Copy only what runs from the line containing "[indicate] man's short" through the end of the material below, line for line, with both ends included.
◆ ◆ ◆ ◆ ◆ ◆ ◆
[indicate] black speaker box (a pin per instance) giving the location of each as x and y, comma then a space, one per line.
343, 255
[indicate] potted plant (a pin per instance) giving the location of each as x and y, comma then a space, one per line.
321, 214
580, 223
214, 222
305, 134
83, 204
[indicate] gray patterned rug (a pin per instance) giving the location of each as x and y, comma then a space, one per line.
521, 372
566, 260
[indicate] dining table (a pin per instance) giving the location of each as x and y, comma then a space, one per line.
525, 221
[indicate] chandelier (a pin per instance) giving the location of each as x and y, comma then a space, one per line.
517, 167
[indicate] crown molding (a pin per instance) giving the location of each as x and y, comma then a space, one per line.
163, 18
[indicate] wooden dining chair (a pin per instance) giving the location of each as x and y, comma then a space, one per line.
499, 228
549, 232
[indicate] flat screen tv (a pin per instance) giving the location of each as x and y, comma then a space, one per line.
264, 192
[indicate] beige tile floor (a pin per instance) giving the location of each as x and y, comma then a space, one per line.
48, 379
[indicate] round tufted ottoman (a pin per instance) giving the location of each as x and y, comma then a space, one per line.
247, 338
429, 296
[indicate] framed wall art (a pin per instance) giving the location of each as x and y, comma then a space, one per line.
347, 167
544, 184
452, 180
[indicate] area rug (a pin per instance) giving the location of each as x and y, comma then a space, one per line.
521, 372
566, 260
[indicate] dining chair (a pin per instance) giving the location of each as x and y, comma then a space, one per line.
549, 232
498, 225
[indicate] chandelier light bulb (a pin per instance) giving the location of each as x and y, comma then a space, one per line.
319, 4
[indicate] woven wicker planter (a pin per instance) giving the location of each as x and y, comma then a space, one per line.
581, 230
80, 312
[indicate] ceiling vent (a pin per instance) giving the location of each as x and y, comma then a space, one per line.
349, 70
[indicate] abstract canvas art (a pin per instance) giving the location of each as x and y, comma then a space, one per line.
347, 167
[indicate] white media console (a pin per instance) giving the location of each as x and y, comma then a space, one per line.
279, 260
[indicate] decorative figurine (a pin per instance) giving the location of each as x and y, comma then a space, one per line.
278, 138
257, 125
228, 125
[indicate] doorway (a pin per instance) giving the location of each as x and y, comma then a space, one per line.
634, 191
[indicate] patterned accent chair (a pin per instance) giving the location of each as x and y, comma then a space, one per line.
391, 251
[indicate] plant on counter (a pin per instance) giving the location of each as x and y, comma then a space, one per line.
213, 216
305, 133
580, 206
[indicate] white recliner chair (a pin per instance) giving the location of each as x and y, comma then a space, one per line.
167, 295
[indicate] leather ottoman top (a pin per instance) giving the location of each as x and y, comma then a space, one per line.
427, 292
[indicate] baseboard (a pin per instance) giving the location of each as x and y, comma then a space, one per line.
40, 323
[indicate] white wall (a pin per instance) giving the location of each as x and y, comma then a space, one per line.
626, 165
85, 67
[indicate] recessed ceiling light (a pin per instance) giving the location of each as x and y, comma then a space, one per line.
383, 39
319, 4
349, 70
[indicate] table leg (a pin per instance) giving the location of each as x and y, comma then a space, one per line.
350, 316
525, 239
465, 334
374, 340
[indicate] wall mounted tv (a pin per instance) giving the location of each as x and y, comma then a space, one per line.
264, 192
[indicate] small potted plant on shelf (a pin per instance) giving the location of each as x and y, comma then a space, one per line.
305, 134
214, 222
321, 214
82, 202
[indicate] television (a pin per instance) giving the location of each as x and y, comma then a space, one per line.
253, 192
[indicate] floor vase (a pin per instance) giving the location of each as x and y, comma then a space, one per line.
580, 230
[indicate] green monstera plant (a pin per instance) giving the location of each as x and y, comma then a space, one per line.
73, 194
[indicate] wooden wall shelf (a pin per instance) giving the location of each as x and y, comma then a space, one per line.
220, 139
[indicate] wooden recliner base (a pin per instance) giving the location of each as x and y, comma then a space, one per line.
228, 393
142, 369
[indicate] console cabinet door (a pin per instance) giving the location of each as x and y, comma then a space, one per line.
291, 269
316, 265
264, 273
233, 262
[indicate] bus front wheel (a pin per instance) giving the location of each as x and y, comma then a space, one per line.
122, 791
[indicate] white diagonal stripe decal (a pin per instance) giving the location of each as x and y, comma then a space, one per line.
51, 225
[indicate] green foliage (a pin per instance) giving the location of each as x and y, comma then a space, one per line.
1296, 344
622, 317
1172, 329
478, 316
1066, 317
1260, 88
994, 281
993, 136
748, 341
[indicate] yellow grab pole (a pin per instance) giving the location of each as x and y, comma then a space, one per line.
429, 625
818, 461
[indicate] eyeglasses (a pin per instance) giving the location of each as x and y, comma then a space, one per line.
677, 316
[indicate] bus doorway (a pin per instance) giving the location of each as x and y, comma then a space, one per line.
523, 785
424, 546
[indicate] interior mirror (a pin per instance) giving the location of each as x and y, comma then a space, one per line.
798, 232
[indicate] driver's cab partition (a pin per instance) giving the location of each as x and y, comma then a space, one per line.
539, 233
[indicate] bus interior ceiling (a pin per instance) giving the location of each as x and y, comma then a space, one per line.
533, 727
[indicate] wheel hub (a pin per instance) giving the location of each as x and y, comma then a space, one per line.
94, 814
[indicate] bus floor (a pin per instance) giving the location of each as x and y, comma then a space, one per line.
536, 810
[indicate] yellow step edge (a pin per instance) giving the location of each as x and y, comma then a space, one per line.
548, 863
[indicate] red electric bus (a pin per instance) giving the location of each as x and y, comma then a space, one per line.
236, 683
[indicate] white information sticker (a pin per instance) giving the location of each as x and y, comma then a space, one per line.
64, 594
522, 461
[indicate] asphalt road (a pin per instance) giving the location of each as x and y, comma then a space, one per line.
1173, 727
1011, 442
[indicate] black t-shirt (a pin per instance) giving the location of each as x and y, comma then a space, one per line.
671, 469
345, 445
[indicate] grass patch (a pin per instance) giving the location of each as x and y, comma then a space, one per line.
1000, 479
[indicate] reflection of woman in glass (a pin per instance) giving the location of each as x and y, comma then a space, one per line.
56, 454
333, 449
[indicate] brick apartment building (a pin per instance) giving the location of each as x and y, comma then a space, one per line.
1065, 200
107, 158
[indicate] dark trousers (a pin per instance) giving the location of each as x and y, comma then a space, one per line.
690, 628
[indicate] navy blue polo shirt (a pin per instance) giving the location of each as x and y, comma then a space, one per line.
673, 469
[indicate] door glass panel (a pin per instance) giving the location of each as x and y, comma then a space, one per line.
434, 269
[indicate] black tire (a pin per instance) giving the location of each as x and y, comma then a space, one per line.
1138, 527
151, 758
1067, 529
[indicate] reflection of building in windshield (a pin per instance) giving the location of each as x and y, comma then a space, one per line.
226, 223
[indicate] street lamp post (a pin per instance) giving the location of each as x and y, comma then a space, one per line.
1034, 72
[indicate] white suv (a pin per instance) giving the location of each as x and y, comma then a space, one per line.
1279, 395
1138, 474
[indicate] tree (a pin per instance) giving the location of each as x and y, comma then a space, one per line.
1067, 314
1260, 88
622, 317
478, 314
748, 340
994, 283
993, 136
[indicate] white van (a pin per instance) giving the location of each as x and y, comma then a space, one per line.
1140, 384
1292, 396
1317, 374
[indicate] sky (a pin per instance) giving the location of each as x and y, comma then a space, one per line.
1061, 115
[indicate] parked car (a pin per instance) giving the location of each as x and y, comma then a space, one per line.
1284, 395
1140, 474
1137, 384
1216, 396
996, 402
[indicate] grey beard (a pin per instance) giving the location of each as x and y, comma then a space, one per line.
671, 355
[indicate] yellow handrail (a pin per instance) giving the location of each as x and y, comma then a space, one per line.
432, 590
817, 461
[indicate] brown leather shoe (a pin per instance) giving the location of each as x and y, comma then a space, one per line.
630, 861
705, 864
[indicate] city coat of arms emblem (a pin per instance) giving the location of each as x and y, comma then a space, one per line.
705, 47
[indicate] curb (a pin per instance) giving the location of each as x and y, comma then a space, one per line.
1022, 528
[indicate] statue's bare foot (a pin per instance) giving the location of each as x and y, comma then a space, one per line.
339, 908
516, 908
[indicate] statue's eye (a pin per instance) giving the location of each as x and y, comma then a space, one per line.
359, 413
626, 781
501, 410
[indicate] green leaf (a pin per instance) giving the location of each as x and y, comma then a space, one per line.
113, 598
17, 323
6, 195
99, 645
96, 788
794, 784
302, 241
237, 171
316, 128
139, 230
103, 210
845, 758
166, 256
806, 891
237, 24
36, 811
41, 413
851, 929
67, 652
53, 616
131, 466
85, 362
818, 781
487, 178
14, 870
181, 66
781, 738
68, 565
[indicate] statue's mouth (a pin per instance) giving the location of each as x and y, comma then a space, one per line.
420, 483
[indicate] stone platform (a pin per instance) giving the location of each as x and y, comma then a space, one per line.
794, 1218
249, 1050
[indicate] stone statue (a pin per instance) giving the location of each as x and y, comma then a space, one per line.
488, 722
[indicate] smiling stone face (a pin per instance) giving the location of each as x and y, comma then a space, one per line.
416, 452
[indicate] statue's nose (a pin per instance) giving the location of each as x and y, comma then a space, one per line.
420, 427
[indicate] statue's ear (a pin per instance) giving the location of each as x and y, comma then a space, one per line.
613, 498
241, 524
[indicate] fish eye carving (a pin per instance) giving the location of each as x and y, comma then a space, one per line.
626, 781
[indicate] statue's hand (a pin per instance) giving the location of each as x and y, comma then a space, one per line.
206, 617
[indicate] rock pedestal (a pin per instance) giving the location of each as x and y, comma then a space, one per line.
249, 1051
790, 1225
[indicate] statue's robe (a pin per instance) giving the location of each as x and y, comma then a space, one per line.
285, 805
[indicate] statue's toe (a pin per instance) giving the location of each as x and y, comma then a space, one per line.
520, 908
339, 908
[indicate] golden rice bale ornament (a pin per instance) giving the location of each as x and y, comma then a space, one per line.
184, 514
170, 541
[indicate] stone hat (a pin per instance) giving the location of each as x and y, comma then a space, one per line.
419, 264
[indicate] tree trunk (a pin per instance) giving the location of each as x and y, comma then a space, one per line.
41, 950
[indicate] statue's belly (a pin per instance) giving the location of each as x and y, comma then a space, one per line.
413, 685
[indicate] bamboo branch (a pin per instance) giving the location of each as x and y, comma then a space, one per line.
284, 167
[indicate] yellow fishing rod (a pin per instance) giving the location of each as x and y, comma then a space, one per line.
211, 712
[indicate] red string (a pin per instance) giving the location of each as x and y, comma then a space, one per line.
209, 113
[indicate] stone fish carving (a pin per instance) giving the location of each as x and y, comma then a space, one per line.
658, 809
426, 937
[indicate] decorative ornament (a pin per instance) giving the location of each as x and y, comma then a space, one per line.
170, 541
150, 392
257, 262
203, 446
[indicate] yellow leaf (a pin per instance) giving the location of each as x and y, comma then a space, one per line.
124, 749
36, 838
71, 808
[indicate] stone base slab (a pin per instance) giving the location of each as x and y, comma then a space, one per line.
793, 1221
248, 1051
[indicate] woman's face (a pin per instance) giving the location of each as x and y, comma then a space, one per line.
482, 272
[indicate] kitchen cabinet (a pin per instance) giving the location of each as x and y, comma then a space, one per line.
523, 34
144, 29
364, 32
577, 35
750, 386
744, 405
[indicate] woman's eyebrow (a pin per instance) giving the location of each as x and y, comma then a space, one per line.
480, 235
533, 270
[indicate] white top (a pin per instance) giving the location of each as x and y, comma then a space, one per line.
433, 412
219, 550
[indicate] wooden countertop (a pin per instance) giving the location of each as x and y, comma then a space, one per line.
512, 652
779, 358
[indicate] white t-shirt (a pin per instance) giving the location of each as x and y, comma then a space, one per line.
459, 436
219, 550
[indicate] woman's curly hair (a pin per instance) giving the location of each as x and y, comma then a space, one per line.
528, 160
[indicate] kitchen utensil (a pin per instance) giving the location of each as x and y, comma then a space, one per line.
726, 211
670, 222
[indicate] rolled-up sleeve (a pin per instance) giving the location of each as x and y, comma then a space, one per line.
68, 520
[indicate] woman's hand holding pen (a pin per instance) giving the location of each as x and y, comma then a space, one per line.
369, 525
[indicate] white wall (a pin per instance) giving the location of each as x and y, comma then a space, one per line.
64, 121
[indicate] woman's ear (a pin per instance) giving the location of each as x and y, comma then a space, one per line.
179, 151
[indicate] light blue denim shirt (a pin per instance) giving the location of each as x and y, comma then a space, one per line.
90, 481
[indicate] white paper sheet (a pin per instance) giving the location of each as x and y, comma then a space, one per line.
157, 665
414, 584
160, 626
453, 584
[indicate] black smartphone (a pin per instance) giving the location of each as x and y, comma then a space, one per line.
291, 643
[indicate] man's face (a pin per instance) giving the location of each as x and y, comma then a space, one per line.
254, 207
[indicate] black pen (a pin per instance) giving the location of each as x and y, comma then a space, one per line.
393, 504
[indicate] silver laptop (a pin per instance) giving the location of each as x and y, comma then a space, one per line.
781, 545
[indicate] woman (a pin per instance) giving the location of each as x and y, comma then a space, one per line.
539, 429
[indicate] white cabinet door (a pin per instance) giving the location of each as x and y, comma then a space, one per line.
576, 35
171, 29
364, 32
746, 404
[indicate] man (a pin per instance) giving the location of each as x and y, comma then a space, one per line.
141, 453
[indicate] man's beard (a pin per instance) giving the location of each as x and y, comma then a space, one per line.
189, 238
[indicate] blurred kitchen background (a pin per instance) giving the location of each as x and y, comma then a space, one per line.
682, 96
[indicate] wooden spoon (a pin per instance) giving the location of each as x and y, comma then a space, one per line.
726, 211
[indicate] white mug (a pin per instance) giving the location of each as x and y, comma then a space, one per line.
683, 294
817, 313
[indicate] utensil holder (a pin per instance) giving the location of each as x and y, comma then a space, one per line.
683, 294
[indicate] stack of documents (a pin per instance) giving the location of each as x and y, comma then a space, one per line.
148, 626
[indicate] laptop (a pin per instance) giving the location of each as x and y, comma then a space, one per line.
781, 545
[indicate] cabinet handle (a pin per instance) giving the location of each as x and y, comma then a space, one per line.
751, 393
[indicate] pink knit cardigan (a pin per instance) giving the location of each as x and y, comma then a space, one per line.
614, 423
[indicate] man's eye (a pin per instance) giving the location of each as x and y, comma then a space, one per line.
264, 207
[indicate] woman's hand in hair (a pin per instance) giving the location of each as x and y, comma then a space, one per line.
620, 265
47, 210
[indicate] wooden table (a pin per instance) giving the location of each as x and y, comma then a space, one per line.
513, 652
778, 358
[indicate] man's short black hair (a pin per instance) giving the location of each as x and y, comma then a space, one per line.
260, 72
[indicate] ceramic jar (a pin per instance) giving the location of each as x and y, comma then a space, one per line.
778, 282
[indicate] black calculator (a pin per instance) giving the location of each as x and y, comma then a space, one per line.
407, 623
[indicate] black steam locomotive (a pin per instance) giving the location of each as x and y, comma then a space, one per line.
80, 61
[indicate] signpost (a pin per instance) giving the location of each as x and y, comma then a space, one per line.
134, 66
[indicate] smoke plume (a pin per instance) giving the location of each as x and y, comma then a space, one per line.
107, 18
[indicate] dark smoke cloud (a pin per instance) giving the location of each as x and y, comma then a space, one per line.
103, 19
◆ ◆ ◆ ◆ ◆ ◆ ◆
=== Written response ===
[indicate] man's short black hair (a pin per instance) giving the location of each as x and y, comma then a space, one per line.
260, 72
[indicate] ceramic jar (a pin per instance) giving the location of each as x and y, comma then a space, one per line.
778, 282
[indicate] black calculator (a pin per instance) giving the location of each as x and y, comma then a space, one per line.
407, 623
[indicate] black steam locomotive (a pin per instance) giving the location of each as x and y, comma then a space, one per line.
80, 61
[indicate] signpost (a pin per instance) giving the location of each as x and y, comma then a space, one per line.
134, 66
[indicate] smoke plume (a pin per instance) giving the location of each as x and y, comma then a space, one per line.
107, 18
[indicate] dark smoke cloud (a pin per instance) giving the location of each as x and y, comma then a space, one per line.
103, 19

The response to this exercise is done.